### İncelenen Metin

Bugün Karadağ’la oynuyoruz. Eski Yugoslav ekolünün temel izlerini taşısa da; rakibimiz Avrupa futbolu standardına uyum sağlamakta zorlanan, küçük bir ülke olmanın sorunlarını yaşıyor. Bu yüzden, onlardan daha iyi/daha avantajlı/daha güçlü durumdayız. Futbol ekonomimiz, onlarla kıyaslanamayacak ölçüde, yüksek seviyelerde. Düşünün ki; ligimiz Avrupa’nın 6. büyük ekonomisine sahip... Bu yüzden kazanmamız gerekiyor. Bu da Sürpriz olmaz ve büyük bir başarı da sayılmaz.
Ama bizimkilerin dünü bugününe, anı anına, sabahı akşamına uymuyor. Neden iyi olduğu, neden kötü olduğunun sebepleri hep havada kalır. Şahane de olabilirler, rezil de olabilirler...
Genel bir stilimiz yoktur... Genel bir futbol anlayışımız yoktur... Sadece bize özel stratejik kimliğimiz yoktur... Bugün böyle, yarına Allahkerim havasındayız.
İyiyse, hep iyi kalmayabilir... Kötüyse, hep kötü kalmayabilir. Ama ne zaman iyi, ne zaman kötü olacağı asla anlaşılamaz. Rezil-rüsva da olabilir, mucize de yaratabilir.
Böyle dengesiz temeller üstüne oturtulmuş bir milli takımın, mantık sağlığı içinde analizi de yapılamaz. Rüzgar nereye savurursa, oraya sürükleniriz.

### İncelenecek Veriler
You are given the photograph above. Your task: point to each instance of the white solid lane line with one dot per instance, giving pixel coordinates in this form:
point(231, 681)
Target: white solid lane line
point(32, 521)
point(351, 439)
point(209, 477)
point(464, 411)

### Yapılacaklar
1 – Milli takım hakkındaki yazıyı iki cümleyle özetleyin.
2 – Milli takım hakkındaki yazıya göre lig, Avrupa'nın kaçıncı büyük ekonomisine sahiptir?
3 – Milli takım hakkındaki yazının devamını, metnin bittiği yerden başlayarak yazın.

### Görev Yanıtları
1 – Yazar, Karadağ'la oynanacak maçta futbol ekonomileri rakiple kıyaslanamayacak kadar yüksek olduğu için kazanmaları gerektiğini, bunun sürpriz ya da büyük bir başarı sayılmayacağını belirtiyor. Ancak milli takımın genel bir stili ve futbol anlayışı olmadığını, ne zaman iyi ne zaman kötü olacağının asla anlaşılamadığını ve bu dengesiz temeller üstündeki takımın mantık sağlığı içinde analiz edilemeyeceğini söylüyor.

2 – Avrupa'nın 6. büyük ekonomisine.

3 –
***
İtalya Seri A’da haftalardır manşetlere taşınan, ilgi odağı olan ve durmadan gol atan Cengiz Ünder’i ilk onbirde görmeyenler, feryada başlayınca; anında “Sakat olduğu” haberi ortaya çıktı. Sakatsa niye alıyorsun, yok riske atmak istemiyorsan; onca basın toplantısı yapıyorsun, bu konuda niye iki çift laf etmezsin... Millet eleştirmeye başlayınca, kendine mazeretler uyduruyorsun.
Lucescu, muhtemelen bugün Cengiz’i sahaya sürecektir. Samatha’nın sihirli değneği değdi de, anında sakatlığı mı geçti? Millet eleştiriyi basınca, ilkonbire alacak.
Her işimiz böyle pamuk ipliğine bağlı... Yapılması gerekeni, yapılması gereken zamanda değil; kafamıza dank ettiğinde yapmayı seven bir milletiz. Teknik direktörün Rumen olması bile, bu geleneği değiştiremiyor. Çünkü onu da bizim gibi düşünmeğe zorluyoruz.
Eşref saatimize denk düşerse, bugün kazanırız. Yok, “Bu hazırlık maçları da nereden çıkıyor” diye gene mızmızlanacaksak; sonuç Allah’a kalmış demektir.